▸ **What you will do**:
Repeat every record below, word for word.

▸ **Records supplied**:

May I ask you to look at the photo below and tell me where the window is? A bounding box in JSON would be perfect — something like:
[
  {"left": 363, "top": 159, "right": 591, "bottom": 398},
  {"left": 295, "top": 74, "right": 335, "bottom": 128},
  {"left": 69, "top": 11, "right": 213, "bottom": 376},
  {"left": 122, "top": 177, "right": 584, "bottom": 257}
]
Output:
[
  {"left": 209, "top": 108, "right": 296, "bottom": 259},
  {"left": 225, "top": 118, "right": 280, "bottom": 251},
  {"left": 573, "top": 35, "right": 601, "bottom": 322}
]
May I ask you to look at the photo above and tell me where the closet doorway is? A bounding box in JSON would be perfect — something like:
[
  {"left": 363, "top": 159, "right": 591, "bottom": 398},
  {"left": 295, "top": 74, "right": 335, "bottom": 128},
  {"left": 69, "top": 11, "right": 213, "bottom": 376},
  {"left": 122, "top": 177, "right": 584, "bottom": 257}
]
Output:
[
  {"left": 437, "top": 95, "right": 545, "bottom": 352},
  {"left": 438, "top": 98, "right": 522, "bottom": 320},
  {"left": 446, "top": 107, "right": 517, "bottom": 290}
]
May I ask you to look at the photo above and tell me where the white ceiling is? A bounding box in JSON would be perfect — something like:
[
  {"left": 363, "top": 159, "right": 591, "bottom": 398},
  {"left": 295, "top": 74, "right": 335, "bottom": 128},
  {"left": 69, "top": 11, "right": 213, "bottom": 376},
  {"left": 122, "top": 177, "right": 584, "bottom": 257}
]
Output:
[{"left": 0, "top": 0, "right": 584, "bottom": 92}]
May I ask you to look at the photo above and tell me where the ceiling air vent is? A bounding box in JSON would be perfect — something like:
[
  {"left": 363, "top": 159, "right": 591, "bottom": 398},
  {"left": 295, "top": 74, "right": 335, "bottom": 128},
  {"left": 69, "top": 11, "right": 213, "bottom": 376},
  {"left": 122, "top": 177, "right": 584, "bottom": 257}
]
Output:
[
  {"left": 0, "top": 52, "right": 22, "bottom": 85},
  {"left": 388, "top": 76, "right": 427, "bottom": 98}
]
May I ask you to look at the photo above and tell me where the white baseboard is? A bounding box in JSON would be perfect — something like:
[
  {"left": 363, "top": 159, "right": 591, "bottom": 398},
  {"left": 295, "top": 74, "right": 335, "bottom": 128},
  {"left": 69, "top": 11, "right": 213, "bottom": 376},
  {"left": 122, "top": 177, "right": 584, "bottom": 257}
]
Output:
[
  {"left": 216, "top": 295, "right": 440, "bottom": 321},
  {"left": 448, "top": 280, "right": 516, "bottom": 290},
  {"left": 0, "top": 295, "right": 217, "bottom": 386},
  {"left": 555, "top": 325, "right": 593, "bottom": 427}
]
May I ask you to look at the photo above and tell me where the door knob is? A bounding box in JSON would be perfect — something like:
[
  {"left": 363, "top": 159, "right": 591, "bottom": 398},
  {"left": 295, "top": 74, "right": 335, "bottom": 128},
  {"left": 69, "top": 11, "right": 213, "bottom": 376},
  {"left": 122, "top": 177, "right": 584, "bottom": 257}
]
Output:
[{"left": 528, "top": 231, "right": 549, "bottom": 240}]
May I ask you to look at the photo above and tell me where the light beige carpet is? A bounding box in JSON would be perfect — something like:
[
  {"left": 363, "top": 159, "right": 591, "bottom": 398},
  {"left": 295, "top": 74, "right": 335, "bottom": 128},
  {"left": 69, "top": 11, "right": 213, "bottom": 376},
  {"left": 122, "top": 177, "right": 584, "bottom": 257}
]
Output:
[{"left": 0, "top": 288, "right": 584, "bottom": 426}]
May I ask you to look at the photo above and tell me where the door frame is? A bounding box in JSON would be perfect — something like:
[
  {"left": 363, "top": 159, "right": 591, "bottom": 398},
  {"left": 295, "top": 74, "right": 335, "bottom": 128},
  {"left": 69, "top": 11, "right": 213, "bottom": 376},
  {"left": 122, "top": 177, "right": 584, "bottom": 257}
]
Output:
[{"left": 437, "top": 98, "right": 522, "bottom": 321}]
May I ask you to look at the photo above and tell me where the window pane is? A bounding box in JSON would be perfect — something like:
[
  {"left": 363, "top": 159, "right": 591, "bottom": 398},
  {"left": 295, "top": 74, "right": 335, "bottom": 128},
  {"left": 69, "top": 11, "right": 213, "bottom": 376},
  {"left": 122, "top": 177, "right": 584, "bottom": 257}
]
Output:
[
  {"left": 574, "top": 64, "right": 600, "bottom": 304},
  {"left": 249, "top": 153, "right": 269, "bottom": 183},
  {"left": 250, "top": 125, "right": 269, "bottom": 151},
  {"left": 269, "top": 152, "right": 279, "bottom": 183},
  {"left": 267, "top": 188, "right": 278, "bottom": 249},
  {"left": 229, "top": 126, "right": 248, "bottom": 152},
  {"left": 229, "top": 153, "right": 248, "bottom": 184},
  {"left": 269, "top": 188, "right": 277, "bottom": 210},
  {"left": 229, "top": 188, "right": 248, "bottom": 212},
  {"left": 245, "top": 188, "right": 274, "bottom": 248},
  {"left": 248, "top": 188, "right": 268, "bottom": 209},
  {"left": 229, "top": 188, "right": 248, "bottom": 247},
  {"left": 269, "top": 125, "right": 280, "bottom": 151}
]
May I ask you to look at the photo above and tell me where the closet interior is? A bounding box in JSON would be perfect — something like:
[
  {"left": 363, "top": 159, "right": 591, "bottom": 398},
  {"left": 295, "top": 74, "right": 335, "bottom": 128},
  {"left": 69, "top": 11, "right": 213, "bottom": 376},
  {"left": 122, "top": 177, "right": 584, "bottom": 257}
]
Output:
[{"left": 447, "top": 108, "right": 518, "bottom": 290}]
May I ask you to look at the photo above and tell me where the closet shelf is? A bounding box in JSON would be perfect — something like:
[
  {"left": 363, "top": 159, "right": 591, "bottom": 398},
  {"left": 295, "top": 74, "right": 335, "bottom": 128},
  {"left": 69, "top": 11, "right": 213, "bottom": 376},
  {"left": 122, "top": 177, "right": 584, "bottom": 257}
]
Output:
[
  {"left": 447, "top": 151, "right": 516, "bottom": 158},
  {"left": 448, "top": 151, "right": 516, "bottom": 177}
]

▸ **Answer to the problem**:
May I ask you to look at the photo below and tell me where the window is? A bounding box in JSON would be perfect — something like:
[
  {"left": 363, "top": 159, "right": 591, "bottom": 398},
  {"left": 295, "top": 74, "right": 335, "bottom": 128},
  {"left": 69, "top": 11, "right": 213, "bottom": 376},
  {"left": 122, "top": 177, "right": 584, "bottom": 257}
]
Output:
[
  {"left": 209, "top": 108, "right": 296, "bottom": 259},
  {"left": 225, "top": 118, "right": 280, "bottom": 251},
  {"left": 573, "top": 35, "right": 601, "bottom": 322}
]
May I ask you to look at the photo above and tell me where the closet doorway is? A bounding box in JSON would be perfect — something like:
[
  {"left": 363, "top": 159, "right": 591, "bottom": 398},
  {"left": 295, "top": 74, "right": 335, "bottom": 128},
  {"left": 69, "top": 11, "right": 213, "bottom": 376},
  {"left": 122, "top": 177, "right": 584, "bottom": 257}
]
Output:
[
  {"left": 437, "top": 95, "right": 545, "bottom": 352},
  {"left": 438, "top": 98, "right": 522, "bottom": 320},
  {"left": 446, "top": 107, "right": 517, "bottom": 290}
]
May I ask you to look at the photo above and tell me where the white ceiling is? A bounding box in JSON would be perfect — something like:
[
  {"left": 363, "top": 159, "right": 591, "bottom": 398},
  {"left": 295, "top": 74, "right": 335, "bottom": 128},
  {"left": 69, "top": 11, "right": 213, "bottom": 376},
  {"left": 122, "top": 177, "right": 584, "bottom": 257}
]
Output:
[{"left": 0, "top": 0, "right": 584, "bottom": 92}]
May I ask you to look at the photo above and tell me where the ceiling air vent is? A bounding box in JSON would be perfect — something like:
[
  {"left": 363, "top": 159, "right": 591, "bottom": 398},
  {"left": 295, "top": 74, "right": 335, "bottom": 128},
  {"left": 69, "top": 11, "right": 213, "bottom": 376},
  {"left": 122, "top": 177, "right": 584, "bottom": 257}
]
Output:
[
  {"left": 0, "top": 52, "right": 22, "bottom": 85},
  {"left": 388, "top": 76, "right": 427, "bottom": 98}
]
May I ask you to look at the photo above and tell me where the white baseboard is? A bounding box in JSON would be perfect — something like:
[
  {"left": 363, "top": 159, "right": 591, "bottom": 398},
  {"left": 295, "top": 74, "right": 335, "bottom": 128},
  {"left": 69, "top": 11, "right": 213, "bottom": 376},
  {"left": 122, "top": 177, "right": 584, "bottom": 257}
]
Output:
[
  {"left": 216, "top": 295, "right": 440, "bottom": 321},
  {"left": 448, "top": 280, "right": 516, "bottom": 290},
  {"left": 0, "top": 295, "right": 217, "bottom": 386},
  {"left": 555, "top": 325, "right": 593, "bottom": 427}
]
May I ask you to look at the photo above and tell me where the door knob is? A bounding box in JSON would be perfect — something like:
[
  {"left": 363, "top": 159, "right": 591, "bottom": 398},
  {"left": 295, "top": 74, "right": 335, "bottom": 128},
  {"left": 69, "top": 11, "right": 213, "bottom": 376},
  {"left": 122, "top": 177, "right": 584, "bottom": 257}
]
Output:
[{"left": 528, "top": 231, "right": 549, "bottom": 240}]
May I ask you to look at the photo above and tell me where the light beige carpet is? A bounding box in JSON would be perfect — something like:
[
  {"left": 363, "top": 159, "right": 591, "bottom": 398},
  {"left": 295, "top": 74, "right": 335, "bottom": 128},
  {"left": 69, "top": 11, "right": 213, "bottom": 376},
  {"left": 122, "top": 177, "right": 584, "bottom": 257}
]
Output:
[{"left": 0, "top": 288, "right": 584, "bottom": 426}]
May I ask you to look at the photo above and tell me where the door frame is? A bounding box in JSON would be perfect — something like:
[
  {"left": 363, "top": 159, "right": 591, "bottom": 398},
  {"left": 295, "top": 74, "right": 335, "bottom": 128},
  {"left": 69, "top": 11, "right": 213, "bottom": 376},
  {"left": 122, "top": 177, "right": 584, "bottom": 257}
]
Output:
[{"left": 437, "top": 98, "right": 522, "bottom": 321}]
May I ask you to look at the photo above and tell me where the window pane is? A bounding box in JSON would be perfect — something like:
[
  {"left": 363, "top": 159, "right": 591, "bottom": 398},
  {"left": 295, "top": 74, "right": 335, "bottom": 128},
  {"left": 69, "top": 11, "right": 213, "bottom": 376},
  {"left": 122, "top": 177, "right": 584, "bottom": 257}
]
Output:
[
  {"left": 574, "top": 64, "right": 600, "bottom": 304},
  {"left": 249, "top": 153, "right": 269, "bottom": 183},
  {"left": 250, "top": 125, "right": 269, "bottom": 151},
  {"left": 269, "top": 152, "right": 279, "bottom": 183},
  {"left": 267, "top": 188, "right": 278, "bottom": 249},
  {"left": 229, "top": 126, "right": 248, "bottom": 152},
  {"left": 229, "top": 153, "right": 248, "bottom": 184},
  {"left": 269, "top": 188, "right": 277, "bottom": 210},
  {"left": 229, "top": 188, "right": 248, "bottom": 212},
  {"left": 245, "top": 188, "right": 274, "bottom": 248},
  {"left": 248, "top": 188, "right": 268, "bottom": 209},
  {"left": 229, "top": 188, "right": 248, "bottom": 247},
  {"left": 269, "top": 125, "right": 280, "bottom": 151}
]
May I ask you to look at the photo above and tell me where the closet interior is? A bounding box in JSON would be perfect — something like:
[
  {"left": 363, "top": 159, "right": 591, "bottom": 398},
  {"left": 295, "top": 74, "right": 335, "bottom": 128},
  {"left": 69, "top": 11, "right": 213, "bottom": 376},
  {"left": 122, "top": 177, "right": 584, "bottom": 257}
]
Output:
[{"left": 447, "top": 108, "right": 518, "bottom": 290}]
May I ask you to look at the photo above and tell me where the closet shelf is? A bounding box in JSON would be perfect — something like:
[
  {"left": 363, "top": 159, "right": 591, "bottom": 398},
  {"left": 295, "top": 74, "right": 335, "bottom": 128},
  {"left": 69, "top": 11, "right": 213, "bottom": 376},
  {"left": 122, "top": 177, "right": 584, "bottom": 257}
]
Output:
[
  {"left": 447, "top": 151, "right": 516, "bottom": 158},
  {"left": 448, "top": 151, "right": 516, "bottom": 177}
]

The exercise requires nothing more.